(Point localization data)
▼

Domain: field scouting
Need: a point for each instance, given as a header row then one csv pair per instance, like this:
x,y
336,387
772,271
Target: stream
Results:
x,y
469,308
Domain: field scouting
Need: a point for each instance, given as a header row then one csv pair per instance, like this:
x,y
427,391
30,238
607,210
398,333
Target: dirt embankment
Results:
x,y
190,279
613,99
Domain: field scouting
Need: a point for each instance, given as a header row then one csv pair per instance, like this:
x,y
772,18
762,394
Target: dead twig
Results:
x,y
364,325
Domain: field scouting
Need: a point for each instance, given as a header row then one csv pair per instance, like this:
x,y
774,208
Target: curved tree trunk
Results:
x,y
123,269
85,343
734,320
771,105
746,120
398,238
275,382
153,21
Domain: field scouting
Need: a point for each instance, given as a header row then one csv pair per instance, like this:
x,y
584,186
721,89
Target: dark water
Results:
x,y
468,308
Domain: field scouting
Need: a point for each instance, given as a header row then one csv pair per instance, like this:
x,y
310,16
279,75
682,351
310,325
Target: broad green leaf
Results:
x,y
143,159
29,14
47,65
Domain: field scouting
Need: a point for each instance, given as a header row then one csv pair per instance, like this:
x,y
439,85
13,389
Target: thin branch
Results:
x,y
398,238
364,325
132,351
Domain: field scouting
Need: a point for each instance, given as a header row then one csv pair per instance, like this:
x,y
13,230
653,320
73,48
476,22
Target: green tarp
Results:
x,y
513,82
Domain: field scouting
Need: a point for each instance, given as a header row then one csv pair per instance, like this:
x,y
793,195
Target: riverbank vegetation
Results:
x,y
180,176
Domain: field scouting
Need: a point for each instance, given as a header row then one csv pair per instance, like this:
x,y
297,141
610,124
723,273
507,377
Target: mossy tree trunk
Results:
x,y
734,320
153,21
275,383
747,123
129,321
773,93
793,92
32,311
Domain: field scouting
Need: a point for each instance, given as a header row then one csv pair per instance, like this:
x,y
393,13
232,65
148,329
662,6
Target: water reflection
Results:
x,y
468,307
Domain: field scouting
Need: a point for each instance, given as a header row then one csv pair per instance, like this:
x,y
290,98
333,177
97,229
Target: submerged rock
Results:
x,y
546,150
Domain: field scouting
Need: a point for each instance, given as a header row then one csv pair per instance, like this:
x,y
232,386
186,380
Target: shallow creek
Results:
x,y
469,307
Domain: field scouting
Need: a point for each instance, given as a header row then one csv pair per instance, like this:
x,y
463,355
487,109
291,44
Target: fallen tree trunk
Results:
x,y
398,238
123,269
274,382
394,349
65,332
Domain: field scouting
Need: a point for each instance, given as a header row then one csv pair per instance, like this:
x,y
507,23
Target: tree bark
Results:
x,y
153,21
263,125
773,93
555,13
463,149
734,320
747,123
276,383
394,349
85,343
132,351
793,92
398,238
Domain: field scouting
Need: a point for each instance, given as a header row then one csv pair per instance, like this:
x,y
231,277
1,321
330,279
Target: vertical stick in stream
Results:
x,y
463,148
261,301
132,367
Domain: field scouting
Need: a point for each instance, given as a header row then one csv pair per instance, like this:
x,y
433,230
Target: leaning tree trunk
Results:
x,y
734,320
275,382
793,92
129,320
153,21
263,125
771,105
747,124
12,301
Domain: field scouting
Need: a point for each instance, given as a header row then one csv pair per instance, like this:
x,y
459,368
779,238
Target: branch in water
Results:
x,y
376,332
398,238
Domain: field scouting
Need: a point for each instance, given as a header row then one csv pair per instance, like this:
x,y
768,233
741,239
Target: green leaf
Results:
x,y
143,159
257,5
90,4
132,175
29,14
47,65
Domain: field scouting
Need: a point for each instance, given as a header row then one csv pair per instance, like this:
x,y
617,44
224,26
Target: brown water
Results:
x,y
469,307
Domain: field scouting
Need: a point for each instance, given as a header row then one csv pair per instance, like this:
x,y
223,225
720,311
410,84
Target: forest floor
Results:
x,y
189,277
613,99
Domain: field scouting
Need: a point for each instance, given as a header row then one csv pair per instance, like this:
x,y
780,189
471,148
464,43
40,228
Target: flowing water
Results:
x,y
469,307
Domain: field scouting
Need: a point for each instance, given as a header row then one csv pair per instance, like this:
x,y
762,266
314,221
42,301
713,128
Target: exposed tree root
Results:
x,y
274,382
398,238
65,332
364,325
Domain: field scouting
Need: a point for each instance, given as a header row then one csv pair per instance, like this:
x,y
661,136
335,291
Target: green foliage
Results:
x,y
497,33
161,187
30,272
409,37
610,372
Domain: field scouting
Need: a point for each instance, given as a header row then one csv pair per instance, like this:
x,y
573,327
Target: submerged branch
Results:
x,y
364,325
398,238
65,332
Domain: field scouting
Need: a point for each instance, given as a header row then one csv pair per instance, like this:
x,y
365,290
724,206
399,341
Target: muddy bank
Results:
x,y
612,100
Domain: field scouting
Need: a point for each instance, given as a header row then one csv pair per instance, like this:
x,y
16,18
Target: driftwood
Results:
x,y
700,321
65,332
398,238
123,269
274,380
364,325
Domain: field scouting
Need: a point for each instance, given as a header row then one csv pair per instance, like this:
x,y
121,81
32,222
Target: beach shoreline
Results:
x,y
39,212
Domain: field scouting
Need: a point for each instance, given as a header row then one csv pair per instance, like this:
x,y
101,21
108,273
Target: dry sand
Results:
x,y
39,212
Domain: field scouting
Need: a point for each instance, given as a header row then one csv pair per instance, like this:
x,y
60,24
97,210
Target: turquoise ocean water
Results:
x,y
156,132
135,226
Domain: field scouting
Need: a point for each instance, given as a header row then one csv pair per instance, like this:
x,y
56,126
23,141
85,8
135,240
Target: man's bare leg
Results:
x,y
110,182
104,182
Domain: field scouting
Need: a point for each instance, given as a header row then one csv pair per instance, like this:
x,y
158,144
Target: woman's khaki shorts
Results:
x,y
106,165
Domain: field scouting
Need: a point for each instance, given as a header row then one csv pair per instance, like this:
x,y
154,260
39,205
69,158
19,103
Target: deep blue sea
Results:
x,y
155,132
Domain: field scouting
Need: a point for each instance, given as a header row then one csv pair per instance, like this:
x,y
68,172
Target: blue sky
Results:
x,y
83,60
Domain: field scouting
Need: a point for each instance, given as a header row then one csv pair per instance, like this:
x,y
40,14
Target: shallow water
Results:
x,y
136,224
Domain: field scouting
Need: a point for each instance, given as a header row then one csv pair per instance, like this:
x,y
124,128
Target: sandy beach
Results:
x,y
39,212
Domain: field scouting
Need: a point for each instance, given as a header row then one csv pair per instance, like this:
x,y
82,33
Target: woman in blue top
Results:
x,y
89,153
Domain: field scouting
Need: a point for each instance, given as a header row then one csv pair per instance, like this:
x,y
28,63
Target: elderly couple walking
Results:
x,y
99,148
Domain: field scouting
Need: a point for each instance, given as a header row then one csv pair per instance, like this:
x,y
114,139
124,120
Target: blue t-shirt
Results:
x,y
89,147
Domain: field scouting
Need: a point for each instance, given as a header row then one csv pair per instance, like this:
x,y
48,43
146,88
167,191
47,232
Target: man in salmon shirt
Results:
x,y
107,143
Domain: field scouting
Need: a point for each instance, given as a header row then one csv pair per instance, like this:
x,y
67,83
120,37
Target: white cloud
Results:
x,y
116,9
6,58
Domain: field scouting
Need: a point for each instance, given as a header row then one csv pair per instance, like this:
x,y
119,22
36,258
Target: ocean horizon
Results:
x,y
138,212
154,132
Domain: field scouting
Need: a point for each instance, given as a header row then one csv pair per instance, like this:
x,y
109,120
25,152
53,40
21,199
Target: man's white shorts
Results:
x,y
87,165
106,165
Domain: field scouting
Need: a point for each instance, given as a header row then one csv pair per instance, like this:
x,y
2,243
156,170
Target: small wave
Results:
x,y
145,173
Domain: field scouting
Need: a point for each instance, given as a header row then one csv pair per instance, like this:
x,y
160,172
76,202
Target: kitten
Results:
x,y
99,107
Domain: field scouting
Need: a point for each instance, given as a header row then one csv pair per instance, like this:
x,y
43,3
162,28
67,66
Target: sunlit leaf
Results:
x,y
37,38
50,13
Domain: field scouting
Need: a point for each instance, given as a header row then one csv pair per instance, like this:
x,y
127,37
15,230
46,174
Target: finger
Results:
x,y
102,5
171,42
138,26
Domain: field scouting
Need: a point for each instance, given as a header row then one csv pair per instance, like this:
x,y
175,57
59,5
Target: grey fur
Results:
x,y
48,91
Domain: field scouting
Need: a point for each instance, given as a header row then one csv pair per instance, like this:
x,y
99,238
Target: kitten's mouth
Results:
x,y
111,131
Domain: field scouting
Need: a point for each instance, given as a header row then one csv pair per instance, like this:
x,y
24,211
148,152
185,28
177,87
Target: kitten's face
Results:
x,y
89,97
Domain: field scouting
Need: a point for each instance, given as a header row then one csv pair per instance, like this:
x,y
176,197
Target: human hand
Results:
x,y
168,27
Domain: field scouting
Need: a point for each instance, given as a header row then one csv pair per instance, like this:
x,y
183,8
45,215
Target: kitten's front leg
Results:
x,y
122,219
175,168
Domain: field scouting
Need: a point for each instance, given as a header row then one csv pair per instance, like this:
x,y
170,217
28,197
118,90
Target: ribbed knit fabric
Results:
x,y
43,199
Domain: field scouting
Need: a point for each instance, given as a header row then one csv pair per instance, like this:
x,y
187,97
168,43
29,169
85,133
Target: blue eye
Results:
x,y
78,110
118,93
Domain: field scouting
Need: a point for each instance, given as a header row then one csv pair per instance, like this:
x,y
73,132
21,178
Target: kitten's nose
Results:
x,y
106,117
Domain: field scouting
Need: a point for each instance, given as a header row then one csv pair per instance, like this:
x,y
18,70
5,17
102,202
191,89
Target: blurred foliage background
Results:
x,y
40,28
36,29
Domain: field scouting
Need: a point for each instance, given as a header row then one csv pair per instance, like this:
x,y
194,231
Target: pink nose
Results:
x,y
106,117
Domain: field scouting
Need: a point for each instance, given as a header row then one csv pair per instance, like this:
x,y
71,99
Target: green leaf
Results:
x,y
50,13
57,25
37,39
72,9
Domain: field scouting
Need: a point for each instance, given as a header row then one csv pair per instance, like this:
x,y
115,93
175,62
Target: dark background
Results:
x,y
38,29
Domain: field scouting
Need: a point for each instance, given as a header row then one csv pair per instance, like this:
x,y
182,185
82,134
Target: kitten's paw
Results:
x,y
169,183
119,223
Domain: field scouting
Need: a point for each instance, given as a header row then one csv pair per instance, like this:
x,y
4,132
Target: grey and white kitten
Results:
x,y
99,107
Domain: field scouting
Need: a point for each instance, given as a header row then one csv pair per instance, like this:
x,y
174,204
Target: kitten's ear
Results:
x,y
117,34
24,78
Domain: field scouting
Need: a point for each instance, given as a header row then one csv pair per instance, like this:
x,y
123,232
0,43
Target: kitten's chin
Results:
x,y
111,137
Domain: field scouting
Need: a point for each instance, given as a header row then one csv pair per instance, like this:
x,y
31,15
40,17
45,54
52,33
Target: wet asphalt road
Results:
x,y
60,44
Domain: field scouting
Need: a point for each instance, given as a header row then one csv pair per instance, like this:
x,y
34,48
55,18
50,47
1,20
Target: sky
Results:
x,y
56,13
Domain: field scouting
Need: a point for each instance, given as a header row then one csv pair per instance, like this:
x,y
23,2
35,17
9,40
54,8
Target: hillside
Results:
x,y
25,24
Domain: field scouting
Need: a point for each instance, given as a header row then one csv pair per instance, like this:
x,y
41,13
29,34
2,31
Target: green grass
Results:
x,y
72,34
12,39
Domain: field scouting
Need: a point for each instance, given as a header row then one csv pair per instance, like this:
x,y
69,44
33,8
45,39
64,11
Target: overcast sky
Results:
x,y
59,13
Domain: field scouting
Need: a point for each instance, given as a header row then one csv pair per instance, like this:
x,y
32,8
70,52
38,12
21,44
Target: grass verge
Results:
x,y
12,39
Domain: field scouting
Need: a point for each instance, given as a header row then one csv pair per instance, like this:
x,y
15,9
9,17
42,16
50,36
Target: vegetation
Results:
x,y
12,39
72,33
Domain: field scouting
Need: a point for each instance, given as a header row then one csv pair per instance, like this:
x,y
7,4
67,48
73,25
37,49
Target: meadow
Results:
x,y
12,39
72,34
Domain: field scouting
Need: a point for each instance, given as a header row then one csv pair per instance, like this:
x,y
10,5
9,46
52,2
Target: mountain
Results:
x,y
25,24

▲

Work instructions:
Filter the records above and return every line that holds the word "vegetation".

Result for this exercise:
Target: riverbank vegetation
Target: vegetation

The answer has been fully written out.